'''
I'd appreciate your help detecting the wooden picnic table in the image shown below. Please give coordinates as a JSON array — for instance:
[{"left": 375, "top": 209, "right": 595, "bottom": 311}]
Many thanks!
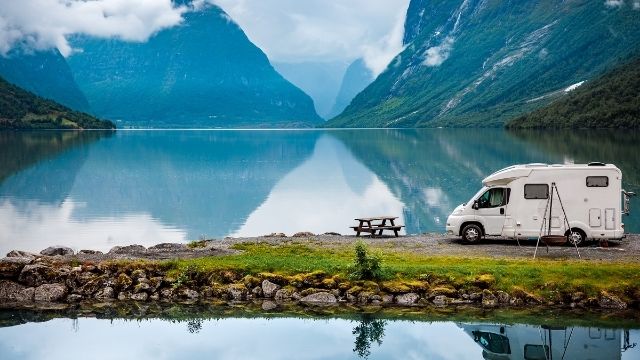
[{"left": 351, "top": 216, "right": 404, "bottom": 237}]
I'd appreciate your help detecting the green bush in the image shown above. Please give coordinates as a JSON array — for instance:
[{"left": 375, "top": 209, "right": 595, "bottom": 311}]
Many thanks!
[{"left": 349, "top": 240, "right": 383, "bottom": 280}]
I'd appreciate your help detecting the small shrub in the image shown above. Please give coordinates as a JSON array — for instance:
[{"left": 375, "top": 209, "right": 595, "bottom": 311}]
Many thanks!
[{"left": 349, "top": 240, "right": 383, "bottom": 280}]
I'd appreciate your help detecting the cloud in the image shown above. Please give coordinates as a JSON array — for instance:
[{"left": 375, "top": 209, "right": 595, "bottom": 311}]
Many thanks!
[
  {"left": 423, "top": 37, "right": 455, "bottom": 67},
  {"left": 635, "top": 0, "right": 640, "bottom": 9},
  {"left": 211, "top": 0, "right": 410, "bottom": 75},
  {"left": 604, "top": 0, "right": 625, "bottom": 7},
  {"left": 0, "top": 0, "right": 187, "bottom": 56}
]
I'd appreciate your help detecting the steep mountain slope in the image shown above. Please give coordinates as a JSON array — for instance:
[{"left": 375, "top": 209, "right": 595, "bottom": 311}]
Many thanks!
[
  {"left": 327, "top": 0, "right": 640, "bottom": 128},
  {"left": 273, "top": 61, "right": 348, "bottom": 119},
  {"left": 0, "top": 76, "right": 114, "bottom": 130},
  {"left": 507, "top": 56, "right": 640, "bottom": 128},
  {"left": 0, "top": 48, "right": 90, "bottom": 112},
  {"left": 327, "top": 58, "right": 374, "bottom": 119},
  {"left": 67, "top": 3, "right": 321, "bottom": 128}
]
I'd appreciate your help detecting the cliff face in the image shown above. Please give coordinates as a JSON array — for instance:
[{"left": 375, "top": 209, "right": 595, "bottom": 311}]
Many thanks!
[
  {"left": 327, "top": 0, "right": 640, "bottom": 128},
  {"left": 67, "top": 3, "right": 321, "bottom": 128},
  {"left": 0, "top": 48, "right": 90, "bottom": 112}
]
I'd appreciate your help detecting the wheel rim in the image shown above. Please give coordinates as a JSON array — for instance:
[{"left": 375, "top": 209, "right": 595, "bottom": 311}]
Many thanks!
[
  {"left": 569, "top": 231, "right": 583, "bottom": 245},
  {"left": 465, "top": 228, "right": 479, "bottom": 241}
]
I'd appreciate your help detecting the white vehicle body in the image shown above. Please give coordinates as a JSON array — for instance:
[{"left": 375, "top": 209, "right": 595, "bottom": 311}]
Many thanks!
[
  {"left": 446, "top": 163, "right": 631, "bottom": 243},
  {"left": 459, "top": 323, "right": 623, "bottom": 360}
]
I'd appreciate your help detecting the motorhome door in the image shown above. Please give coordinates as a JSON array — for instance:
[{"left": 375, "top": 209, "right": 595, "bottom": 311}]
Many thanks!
[{"left": 474, "top": 187, "right": 509, "bottom": 235}]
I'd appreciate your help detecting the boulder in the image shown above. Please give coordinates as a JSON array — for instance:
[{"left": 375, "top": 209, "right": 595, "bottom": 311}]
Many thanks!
[
  {"left": 94, "top": 286, "right": 115, "bottom": 300},
  {"left": 130, "top": 292, "right": 148, "bottom": 301},
  {"left": 148, "top": 243, "right": 187, "bottom": 251},
  {"left": 66, "top": 294, "right": 83, "bottom": 302},
  {"left": 6, "top": 250, "right": 37, "bottom": 259},
  {"left": 108, "top": 245, "right": 146, "bottom": 255},
  {"left": 115, "top": 273, "right": 133, "bottom": 290},
  {"left": 396, "top": 293, "right": 420, "bottom": 305},
  {"left": 496, "top": 291, "right": 510, "bottom": 304},
  {"left": 274, "top": 287, "right": 296, "bottom": 301},
  {"left": 134, "top": 282, "right": 151, "bottom": 294},
  {"left": 118, "top": 291, "right": 132, "bottom": 300},
  {"left": 382, "top": 294, "right": 394, "bottom": 304},
  {"left": 78, "top": 250, "right": 103, "bottom": 255},
  {"left": 130, "top": 269, "right": 147, "bottom": 281},
  {"left": 473, "top": 274, "right": 496, "bottom": 289},
  {"left": 227, "top": 284, "right": 247, "bottom": 301},
  {"left": 263, "top": 233, "right": 286, "bottom": 238},
  {"left": 300, "top": 292, "right": 337, "bottom": 304},
  {"left": 482, "top": 290, "right": 498, "bottom": 307},
  {"left": 262, "top": 280, "right": 281, "bottom": 298},
  {"left": 34, "top": 283, "right": 67, "bottom": 302},
  {"left": 252, "top": 286, "right": 263, "bottom": 298},
  {"left": 178, "top": 288, "right": 199, "bottom": 300},
  {"left": 0, "top": 257, "right": 32, "bottom": 279},
  {"left": 598, "top": 292, "right": 627, "bottom": 309},
  {"left": 0, "top": 280, "right": 34, "bottom": 301},
  {"left": 292, "top": 232, "right": 315, "bottom": 238},
  {"left": 18, "top": 264, "right": 54, "bottom": 287},
  {"left": 432, "top": 295, "right": 451, "bottom": 306},
  {"left": 40, "top": 246, "right": 74, "bottom": 256}
]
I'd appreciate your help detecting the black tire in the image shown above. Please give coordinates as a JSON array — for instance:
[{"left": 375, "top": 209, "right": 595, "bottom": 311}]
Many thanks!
[
  {"left": 461, "top": 224, "right": 483, "bottom": 244},
  {"left": 566, "top": 228, "right": 587, "bottom": 247}
]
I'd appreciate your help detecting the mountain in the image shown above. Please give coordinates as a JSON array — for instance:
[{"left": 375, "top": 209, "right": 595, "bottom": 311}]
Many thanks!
[
  {"left": 273, "top": 61, "right": 348, "bottom": 119},
  {"left": 326, "top": 0, "right": 640, "bottom": 128},
  {"left": 507, "top": 56, "right": 640, "bottom": 129},
  {"left": 327, "top": 58, "right": 374, "bottom": 119},
  {"left": 0, "top": 48, "right": 90, "bottom": 112},
  {"left": 67, "top": 2, "right": 321, "bottom": 128},
  {"left": 0, "top": 76, "right": 114, "bottom": 130}
]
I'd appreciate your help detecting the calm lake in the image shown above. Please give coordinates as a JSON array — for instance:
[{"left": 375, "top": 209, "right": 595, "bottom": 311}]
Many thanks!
[
  {"left": 0, "top": 129, "right": 638, "bottom": 254},
  {"left": 0, "top": 308, "right": 639, "bottom": 360}
]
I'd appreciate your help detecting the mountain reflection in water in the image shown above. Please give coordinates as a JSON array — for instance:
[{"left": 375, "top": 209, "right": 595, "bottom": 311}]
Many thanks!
[{"left": 0, "top": 129, "right": 638, "bottom": 254}]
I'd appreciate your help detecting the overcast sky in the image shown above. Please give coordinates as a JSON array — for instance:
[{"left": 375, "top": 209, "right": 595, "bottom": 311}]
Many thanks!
[{"left": 0, "top": 0, "right": 409, "bottom": 75}]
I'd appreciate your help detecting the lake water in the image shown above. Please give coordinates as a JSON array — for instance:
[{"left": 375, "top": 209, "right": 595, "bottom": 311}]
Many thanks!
[
  {"left": 0, "top": 308, "right": 638, "bottom": 359},
  {"left": 0, "top": 129, "right": 638, "bottom": 254}
]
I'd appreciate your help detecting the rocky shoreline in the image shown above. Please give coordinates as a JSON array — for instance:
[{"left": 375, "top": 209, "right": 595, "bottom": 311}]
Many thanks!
[{"left": 0, "top": 244, "right": 634, "bottom": 311}]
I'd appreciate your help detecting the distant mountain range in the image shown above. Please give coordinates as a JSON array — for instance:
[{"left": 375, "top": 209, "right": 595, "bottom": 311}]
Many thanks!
[
  {"left": 0, "top": 48, "right": 90, "bottom": 112},
  {"left": 507, "top": 56, "right": 640, "bottom": 128},
  {"left": 328, "top": 58, "right": 374, "bottom": 119},
  {"left": 327, "top": 0, "right": 640, "bottom": 128},
  {"left": 0, "top": 76, "right": 114, "bottom": 130},
  {"left": 66, "top": 2, "right": 321, "bottom": 128}
]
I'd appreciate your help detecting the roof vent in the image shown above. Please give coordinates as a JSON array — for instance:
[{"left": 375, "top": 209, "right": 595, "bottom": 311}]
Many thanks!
[{"left": 588, "top": 162, "right": 606, "bottom": 166}]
'''
* _EXERCISE GOAL_:
Your reply should contain only an exact copy of the lines from the beginning of the material through the line with "I'd appreciate your help detecting the green", both ends included, with the pictures removed.

* _ANSWER FOR THIS EXERCISE_:
I'd appreciate your help detecting the wooden picnic table in the image shown below. Please give coordinates as a JSON array — for instance:
[{"left": 375, "top": 209, "right": 595, "bottom": 311}]
Many thanks!
[{"left": 351, "top": 216, "right": 404, "bottom": 237}]
I'd appreciate your help detecting the green bush in the image shown above. Please give coordinates as a JSON array — for instance:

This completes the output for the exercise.